» **Задание 1**
Изложите отрывок о барокко в двух предложениях.
» **Задание 2**
По образцу какого собора Елизавета Петровна велела строить храм Воскресенского Новодевичьего монастыря, судя по отрывку о барокко?
» **Задание 3**
Продолжите, пожалуйста, отрывок о барокко с того места, где он заканчивается.

» **Предложенный отрывок**
********

Естественно, что по миру распространялись не строго одинаковые постройки. В каждой стране и даже в каждом регионе новую моду интерпретировали по-своему. Например, на итальянском острове Сицилия, помимо характерных изгибов, архитектуру барокко можно узнать по многочисленным изображениям масок и путти — обнаженных младенцев, часто с крыльями за спиной. А в Мексике барокко частично впитало традиционную культуру Мезоамерики — брутальные орнаменты, использование цветной скульптуры в интерьерах.
Елизавета Петровна, которая до 12 лет считалась незаконнорожденной дочерью, выросла в селе Коломенском, подмосковной резиденции своего деда Алексея Михайловича. Там ее окружали здания, построенные в XVI и XVII веках. Древнерусская архитектура к этому времени пережила момент наивысшего расцвета, для нее наступила эпоха яркого декоративного затухания. Подобно тому, как краски осени ярче весенних и летних, здания в Коломенском выглядят легкомысленно красивыми. В их узорчатости, иногда чрезмерности орнамента как будто бы нет уже глубокого смысла, и это создает совершенно особенное обаяние.
Петербург времен Елизаветы Петровны — это смесь русских и европейских традиций, православной любви к узору и цвету и барочной скульптурности объемов построек.
Главные архитектурные заказы в то время доставались Франческо Бартоломео Растрелли. Именно он в 1740-е годы занялся постройкой Воскресенского Новодевичьего монастыря и его собора, который теперь называется Смольным. Этот храм Елизавета Петровна велела строить по образцу Успенского собора Московского Кремля. Структурно он представляет собой традиционную ортодоксальную пятиглавую церковь. Однако украшения фасада — пилястры и полуколонны, окна, рельефы, обрамления входов — такие же, какие мы ожидали бы увидеть в Италии, Франции или даже Португалии. Башни, на которых стоят боковые купола, почти вплотную примыкают к барабану центрального купола. Для архитектуры барокко характерны такие противоречащие естественным ожиданиям решения. За счет непривычности они производят яркое впечатление. Смольный собор кажется нам устремленным вверх, как будто сила невидимого нам движения сдавила постройку и приблизила купола друг к другу. (Илл. 8)

********

Примеры обнаружения
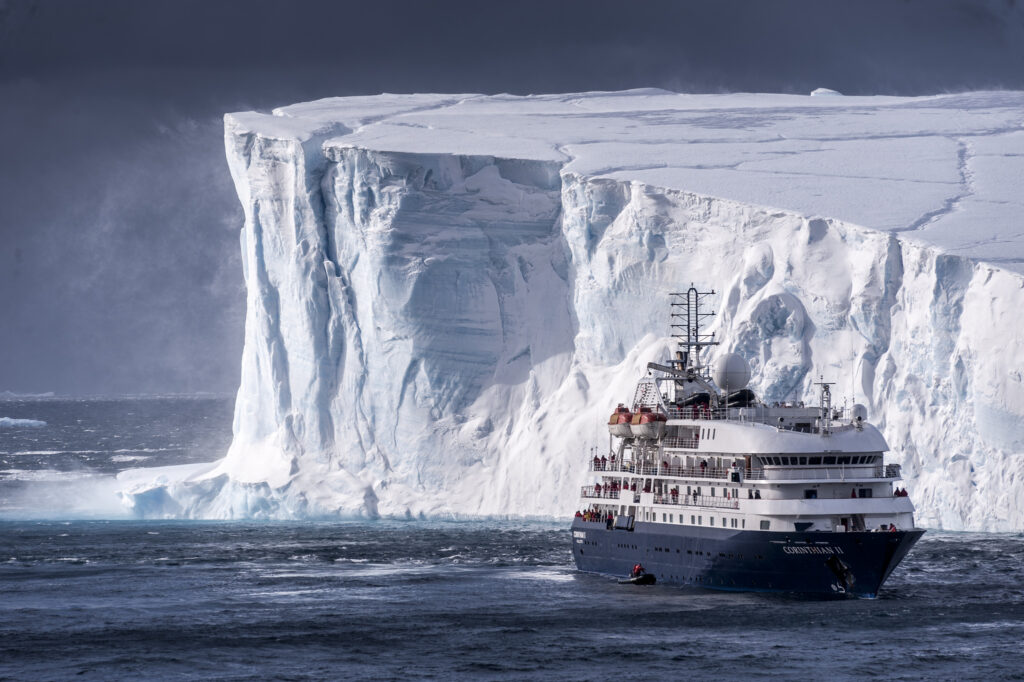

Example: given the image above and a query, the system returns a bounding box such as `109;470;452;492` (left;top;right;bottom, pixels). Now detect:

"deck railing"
654;494;739;509
590;460;901;481
590;460;731;478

********

» **Ответ 1**
Барокко в разных странах понимали по-своему: на Сицилии его узнают по маскам и путти, а в Мексике оно впитало традиционную культуру Мезоамерики. Петербург времен Елизаветы Петровны соединял русские и европейские традиции, а главные заказы получал Растрелли, который в 1740-е годы занялся постройкой Смольного собора — пятиглавого православного храма с фасадом, украшенным как в Италии, Франции или Португалии.

» **Ответ 2**
По образцу Успенского собора Московского Кремля.

» **Ответ 3**
Растрелли построил один из главных символов Санкт-Петербурга — Зимний дворец. Вплоть до середины 1750-х годов он достраивал резиденцию, заказанную еще Анной Иоанновной, но потом императрица внезапно распорядилась начать все заново. Главное отличие нового дворца от предыдущего — размер. В Зимнем дворце 1084 комнаты, 1476 окон, 117 лестниц. Длина выходящего к Неве фасада — 210 метров. Вероятно, источником вдохновения для Елизаветы Петровны служили знаменитые королевские дворцы Европы предыдущего столетия — французский Версаль и австрийский Шеннбрунн. Во всяком случае, она распорядилась выкрасить Зимний в такой же, как и они, песочный цвет. Отличие работы Растрелли заключалось в мягкости форм. В Зимнем дворце меньше ощущения торжественности и больше — праздничной роскоши. Здание так и не завершили до смерти Елизаветы, его первым резидентом в 1762 году на короткое время стал Петр III. (Илл. 7)
Приближенные старались следовать примеру государыни и возводить для себя дома в столице. Растрелли построил дворцы для Строгановых на углу Невского и Мойки и для Воронцовых на Садовой улице. Дворец Шереметевых на Фонтанке спроектировал другой выдающийся архитектор елизаветинских времен — Савва Чевакинский.
Он почти всю жизнь проработал в Адмиралтейств-коллегии, и большая часть его проектов заказаны именно ею. Самое известное его здание — Никольский морской собор в Коломне, передающий настроение того времени еще лучше, чем Смольный. В нем куда легче узнается каноническая православная архитектура: классический пятиглавый храм с большим количеством позолоты на фасаде. С другой стороны, это первая в России церковь, в украшении которой использованы элементы светской архитектуры — кованые балконы с узорами из цветов и листьев. Из капителей колонн выглядывают милые пухлые ангелочки. Сдвоенные и строенные колонны на углах стен служат созданию впечатления искривленности фасада. И европейская скульптурность, и русская декоративность проявляются в елизаветинской архитектуре поверхностно, одна красота смешивается с другой. Любая идеология, которая обычно стоит за архитектурными стилями, в таком синтезе стирается. Остается только ощущение воздушной легкости, как будто бы совершенной непринужденности. (Илл. 9)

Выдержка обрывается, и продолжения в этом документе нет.